• ЦЕЛЬ 1: Назовите всех персонажей из абзаца отрывка о пьесе Вампилова, который начинается словами «Итак, жизнь продолжается».
• ЦЕЛЬ 2: Переведите на английский предложение из отрывка о пьесе Вампилова: «Как бы мы ни пытались его комментировать, мы неизбежно исказим его многозначность».
• ЦЕЛЬ 3: Продолжите отрывок о пьесе Вампилова с того места, где он обрывается.

• ОТРЫВОК:

+++

Бытовые разговоры. Вампилов никогда не отрывается от бытовой, глубоко

реалистической 216 почвы. Никто из его персонажей не произносит авторских

сентенций. Все действуют из «бытовой надобности» и говорят лишь то, что отвечает

этой надобности и характеру действующего лица. И в то же время он так избирает

бытовые детали и так их организует, что они превращаются в обобщение, в символ,

приобретают емкость и многозначность. Таков весь эпилог.

 

Как всегда, ни к селу ни к городу «шибко авторитетный» Мечеткин повествует:

 

(Обращаясь не то к Шаманову, не то к Кашкиной) Этот самый дом (стучит пальцем по

столу) строил купец Черных. И, между прочим, этому купцу наворожили (жует),

наворожили, что он будет жить до тех пор, пока не достроит этот самый дом. (Пауза.

Ест.) Вот понимаете, до чего суеверие доходило. Когда он достроил дом, он начал

его перестраивать (Жует.) И всю жизнь перестраивал… (Молчание.) (385 – 386).

 

Как будто бы здесь в чистом виде быт. И он подчеркивается не только содержанием

истории, рассказанной Мечеткиным, но и настойчивыми ремарками. Но ведь это конец

пьесы, осталось сказать всего несколько слов. Стал ли бы Вампилов под самый

занавес вводить только бытовой правды ради и вроде бы к делу не относящийся

рассказ? Нет. И автор подчеркивает значительность сказанного ремаркой «молчание»,

которое отпущено нам, видимо, для того, чтобы поразмыслить. И рассказывается эта

история на веранде ремонтирующейся, то есть перестраивающейся чайной.

Перестраивающейся тогда, когда купца Черных уж дано нет на свете, а в доме его

поселилось государственное предприятие. Да и улица, на которой он стоит, стала

называться Советской. И почему дом этот, где произошло все, что составило жизнь

драмы, построил купец Черных? Почему именно эту фамилию избрал Вампилов? И т. д.

И т. п.

 

Символ не нужно расшифровывать. Как бы мы ни пытались его комментировать, мы

неизбежно исказим его многозначность. Важно, что вдруг в самом конце пьесы автор

отвлекает нашу мысль от развития сюжета и заставляет ее пуститься на поиск

недодуманных нами связей, ассоциаций и обобщающего ответа.

 

Однако мы стараемся пока разобраться не в авторской поэтике, а лишь в том, что

происходит и по каким мотивам.

 

Итак, жизнь продолжается. Насыщенную драматическими событиями ночь сменило утро.

Утро как утро. Уезжает, наконец, Пашка, и теперь, авось, восстановится мир между

Анной и Дергачевым. Уходит в тайгу Еремеев, потеряв надежду на получение пенсии.

Как всегда, «обставленный со всех сторон едой», витийствует «седьмой секретарь»

Мечеткин. Как всегда завтракают Шаманов с Зиной… — и вот тут я спотыкаюсь!

 

Как же так? Словно ничего не случилось?!

 

Несомненно, что между ночной сценой и этим завтраком произошло примирение. В чем

же его причины? Их много. Если бы Шаманов полюбил Валентину, то ни в коем случае

после происшедшего с ней он не мог бы вот так мирно и обычно завтракать с Зиной.

И это для меня наиболее веский аргумент в подтверждение того, что ни о какой

любви его к Валентине и речи быть не может.

+++

• ПРЕДОСТАВЛЕННЫЕ ЗАПИСИ:
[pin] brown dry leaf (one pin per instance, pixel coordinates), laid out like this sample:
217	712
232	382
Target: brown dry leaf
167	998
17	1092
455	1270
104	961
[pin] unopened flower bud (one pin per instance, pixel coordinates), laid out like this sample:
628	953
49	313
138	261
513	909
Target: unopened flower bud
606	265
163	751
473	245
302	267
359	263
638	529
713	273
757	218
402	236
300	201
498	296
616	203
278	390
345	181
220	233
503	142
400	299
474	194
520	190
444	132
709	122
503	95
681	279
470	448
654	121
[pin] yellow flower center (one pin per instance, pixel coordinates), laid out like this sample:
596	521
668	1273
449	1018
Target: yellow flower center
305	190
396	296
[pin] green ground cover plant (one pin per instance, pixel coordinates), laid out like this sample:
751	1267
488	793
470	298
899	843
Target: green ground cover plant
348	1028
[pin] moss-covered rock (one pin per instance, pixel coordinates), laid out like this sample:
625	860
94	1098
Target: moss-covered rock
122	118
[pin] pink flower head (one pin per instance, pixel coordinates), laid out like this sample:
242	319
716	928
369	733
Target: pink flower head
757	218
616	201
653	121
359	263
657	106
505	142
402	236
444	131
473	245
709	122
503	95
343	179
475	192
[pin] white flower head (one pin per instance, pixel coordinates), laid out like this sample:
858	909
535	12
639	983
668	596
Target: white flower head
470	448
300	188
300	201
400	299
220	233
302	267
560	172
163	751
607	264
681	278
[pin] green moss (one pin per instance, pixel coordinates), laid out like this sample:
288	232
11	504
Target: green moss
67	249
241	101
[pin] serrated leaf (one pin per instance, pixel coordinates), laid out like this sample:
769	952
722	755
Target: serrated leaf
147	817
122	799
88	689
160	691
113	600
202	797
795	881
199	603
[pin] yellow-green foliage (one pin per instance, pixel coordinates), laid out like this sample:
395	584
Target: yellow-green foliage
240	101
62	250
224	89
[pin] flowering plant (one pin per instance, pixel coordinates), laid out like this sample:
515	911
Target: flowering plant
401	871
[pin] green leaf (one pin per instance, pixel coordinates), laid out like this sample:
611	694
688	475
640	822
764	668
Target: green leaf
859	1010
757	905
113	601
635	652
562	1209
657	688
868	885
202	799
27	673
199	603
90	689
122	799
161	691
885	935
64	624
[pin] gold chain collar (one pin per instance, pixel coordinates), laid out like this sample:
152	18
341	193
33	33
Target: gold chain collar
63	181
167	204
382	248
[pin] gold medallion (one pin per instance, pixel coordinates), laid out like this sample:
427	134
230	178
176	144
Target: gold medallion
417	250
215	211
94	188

+++

• ОТВЕТ 1: Пашка, Анна, Дергачев, Еремеев, Мечеткин, Шаманов, Зина.

• ОТВЕТ 2: No matter how we try to comment on it, we will inevitably distort its multiplicity of meaning.

• ОТВЕТ 3:
 

Зина совершила подлый поступок, повлекший за собой тяжкие последствия. Но

Шаманов не может не отдавать себе отчет, что причина кроется в нем самом, в его

отношении к Зине. И уж если судить кого-либо за случившееся, то в первую очередь

себя. Но для себя находятся оправдания. Да, с Валентиной случилась беда. Но он-то

— Шаманов — сделал все, чего требовала его совесть. Не он уклонился от

ответственности, а Валентина оттолкнула его. Перед ней его совесть чиста. Во

всяком случае, у него есть достаточные аргументы, чтобы уговорить себя в этом.

Более того — из этой сложной ситуации он выходит с определенными основаниями для

«успеха у самого себя». Это очень важно!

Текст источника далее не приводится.